▶ TEXTO DE ESTUDIO
= = = =

El razonamiento parece lógico, pero se trata de un espejismo. Lula da Silva no va a reducir los índices de desempleo. Los va a aumentar. Lula da Silva, por su formación, por su discurso político y por su visión de la economía, no tiene la menor idea sobre cómo se crean o se destruyen los puestos de trabajo. Se trata de un sindicalista antiguo, formado en el funesto disparate de la lucha de clases, convencido de que los ochenta millones de pobres que a duras penas subsisten en Brasil son el resultado de la codicia de los ochenta que han conseguido formas aceptables de vida, pero muy especialmente de los veinte que integran los niveles sociales medios y altos del país. Estos últimos, claro, unidos a los círculos imperialistas del primer mundo constituidos por las multinacionales y por las diabólicas instituciones financieras a su servicio: el Banco Mundial, el Fondo Monetario Internacional y el Banco Interamericano de Desarrollo.

= = = =

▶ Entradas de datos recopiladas
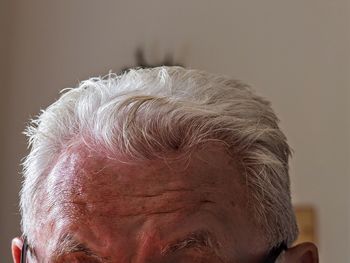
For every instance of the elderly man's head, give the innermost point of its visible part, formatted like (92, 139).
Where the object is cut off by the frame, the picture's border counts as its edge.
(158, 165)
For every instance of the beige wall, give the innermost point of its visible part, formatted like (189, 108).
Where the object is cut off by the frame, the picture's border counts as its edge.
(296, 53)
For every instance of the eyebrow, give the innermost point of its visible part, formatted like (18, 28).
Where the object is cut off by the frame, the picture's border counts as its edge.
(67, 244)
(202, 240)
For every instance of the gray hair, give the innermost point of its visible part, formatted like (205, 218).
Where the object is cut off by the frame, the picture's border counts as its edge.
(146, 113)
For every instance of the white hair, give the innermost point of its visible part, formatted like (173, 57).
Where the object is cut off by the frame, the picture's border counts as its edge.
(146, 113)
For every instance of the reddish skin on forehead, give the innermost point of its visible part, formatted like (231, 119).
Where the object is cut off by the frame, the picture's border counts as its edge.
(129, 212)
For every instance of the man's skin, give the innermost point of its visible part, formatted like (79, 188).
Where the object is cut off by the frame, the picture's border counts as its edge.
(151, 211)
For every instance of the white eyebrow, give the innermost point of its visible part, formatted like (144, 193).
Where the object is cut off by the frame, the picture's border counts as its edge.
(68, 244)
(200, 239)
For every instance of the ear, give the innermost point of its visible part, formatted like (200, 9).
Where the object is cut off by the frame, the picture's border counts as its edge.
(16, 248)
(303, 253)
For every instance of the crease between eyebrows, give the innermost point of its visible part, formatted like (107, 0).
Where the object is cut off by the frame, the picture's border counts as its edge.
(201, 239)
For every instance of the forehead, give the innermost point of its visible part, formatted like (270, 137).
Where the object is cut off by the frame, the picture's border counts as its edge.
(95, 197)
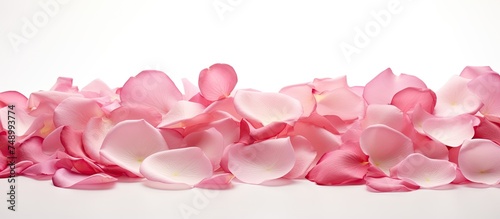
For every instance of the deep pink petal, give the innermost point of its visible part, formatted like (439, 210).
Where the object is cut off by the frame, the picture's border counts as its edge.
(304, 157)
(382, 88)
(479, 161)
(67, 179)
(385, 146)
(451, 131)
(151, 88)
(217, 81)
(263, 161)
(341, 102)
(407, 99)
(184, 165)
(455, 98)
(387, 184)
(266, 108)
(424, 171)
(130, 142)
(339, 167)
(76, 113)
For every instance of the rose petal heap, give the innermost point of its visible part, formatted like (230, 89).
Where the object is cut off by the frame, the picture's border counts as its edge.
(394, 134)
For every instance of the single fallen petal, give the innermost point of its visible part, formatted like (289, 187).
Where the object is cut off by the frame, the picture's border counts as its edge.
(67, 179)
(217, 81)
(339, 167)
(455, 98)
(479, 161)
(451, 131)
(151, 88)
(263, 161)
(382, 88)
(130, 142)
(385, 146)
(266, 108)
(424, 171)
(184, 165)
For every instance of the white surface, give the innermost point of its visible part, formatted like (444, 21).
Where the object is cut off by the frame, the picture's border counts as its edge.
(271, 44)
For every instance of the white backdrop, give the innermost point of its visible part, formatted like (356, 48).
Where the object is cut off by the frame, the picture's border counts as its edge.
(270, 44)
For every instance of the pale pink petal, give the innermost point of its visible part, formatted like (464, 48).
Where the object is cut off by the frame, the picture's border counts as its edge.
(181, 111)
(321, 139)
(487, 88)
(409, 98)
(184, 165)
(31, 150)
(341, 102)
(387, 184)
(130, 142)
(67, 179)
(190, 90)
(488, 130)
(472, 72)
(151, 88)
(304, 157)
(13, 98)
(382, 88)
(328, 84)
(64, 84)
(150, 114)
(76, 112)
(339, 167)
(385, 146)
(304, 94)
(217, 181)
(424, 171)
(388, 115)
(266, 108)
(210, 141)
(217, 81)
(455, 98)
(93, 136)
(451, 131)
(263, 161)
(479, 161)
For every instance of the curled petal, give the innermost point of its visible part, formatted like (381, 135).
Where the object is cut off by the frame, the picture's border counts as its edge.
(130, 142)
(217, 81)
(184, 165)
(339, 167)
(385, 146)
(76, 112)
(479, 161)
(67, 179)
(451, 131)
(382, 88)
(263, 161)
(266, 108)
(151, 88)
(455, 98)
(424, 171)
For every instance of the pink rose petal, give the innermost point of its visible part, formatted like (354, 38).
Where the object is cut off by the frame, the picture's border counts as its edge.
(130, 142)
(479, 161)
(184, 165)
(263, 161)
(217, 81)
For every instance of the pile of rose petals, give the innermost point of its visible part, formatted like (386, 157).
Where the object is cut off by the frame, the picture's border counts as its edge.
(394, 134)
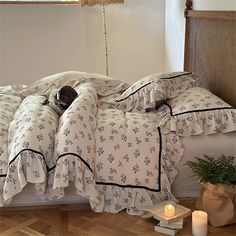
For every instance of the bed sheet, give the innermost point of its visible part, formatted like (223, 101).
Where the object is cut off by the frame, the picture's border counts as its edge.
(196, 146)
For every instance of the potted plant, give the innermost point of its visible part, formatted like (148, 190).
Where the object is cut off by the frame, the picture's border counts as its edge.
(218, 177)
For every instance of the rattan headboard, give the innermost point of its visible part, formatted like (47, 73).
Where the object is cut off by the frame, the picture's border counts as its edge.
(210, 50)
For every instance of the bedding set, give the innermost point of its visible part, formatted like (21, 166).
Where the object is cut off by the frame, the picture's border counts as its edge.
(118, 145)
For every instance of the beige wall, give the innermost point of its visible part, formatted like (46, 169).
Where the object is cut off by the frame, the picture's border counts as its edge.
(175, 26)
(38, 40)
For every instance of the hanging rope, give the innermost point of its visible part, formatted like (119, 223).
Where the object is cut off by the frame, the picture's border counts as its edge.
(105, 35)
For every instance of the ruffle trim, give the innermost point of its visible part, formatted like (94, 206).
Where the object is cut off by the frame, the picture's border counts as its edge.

= = = =

▶ TAREAS A REALIZAR
1 - Según el texto sobre Lula da Silva, ¿cuántos pobres subsisten a duras penas en Brasil?
2 - Indica si cada afirmación concuerda con el texto sobre Lula da Silva y cita las palabras que lo deciden: (a) Lula da Silva va a reducir los índices de desempleo. (b) Lula da Silva es descrito como un sindicalista. (c) El Banco Mundial figura entre las instituciones financieras mencionadas.
3 - Por favor, continúa el texto sobre Lula da Silva a partir de su última oración.

▶ RESPUESTAS POR TAREA
1 - Ochenta millones.

2 -
(a) No: "Lula da Silva no va a reducir los índices de desempleo."
(b) Sí: "Se trata de un sindicalista antiguo, formado en el funesto disparate de la lucha de clases"
(c) Sí: "el Banco Mundial, el Fondo Monetario Internacional y el Banco Interamericano de Desarrollo"

3 -
Digámoslo rápido. Sólo hay dos formas de combatir el desempleo y una de ellas es contraproducente: aumentando la burocracia estatal o creando empresas rentables. Pero la primera --que es la que suele subyugar a la izquierda y a una cierta derecha ignorante y demagoga-- sólo consigue multiplicar la pobreza general al exigir mayores impuestos para hacerle frente a la creciente nómina de empleados y funcionarios públicos, casi siempre innecesarios, enquistados en los presupuestos con la asombrosa capacidad de fijación de las garrapatas o de algunos tenaces moluscos.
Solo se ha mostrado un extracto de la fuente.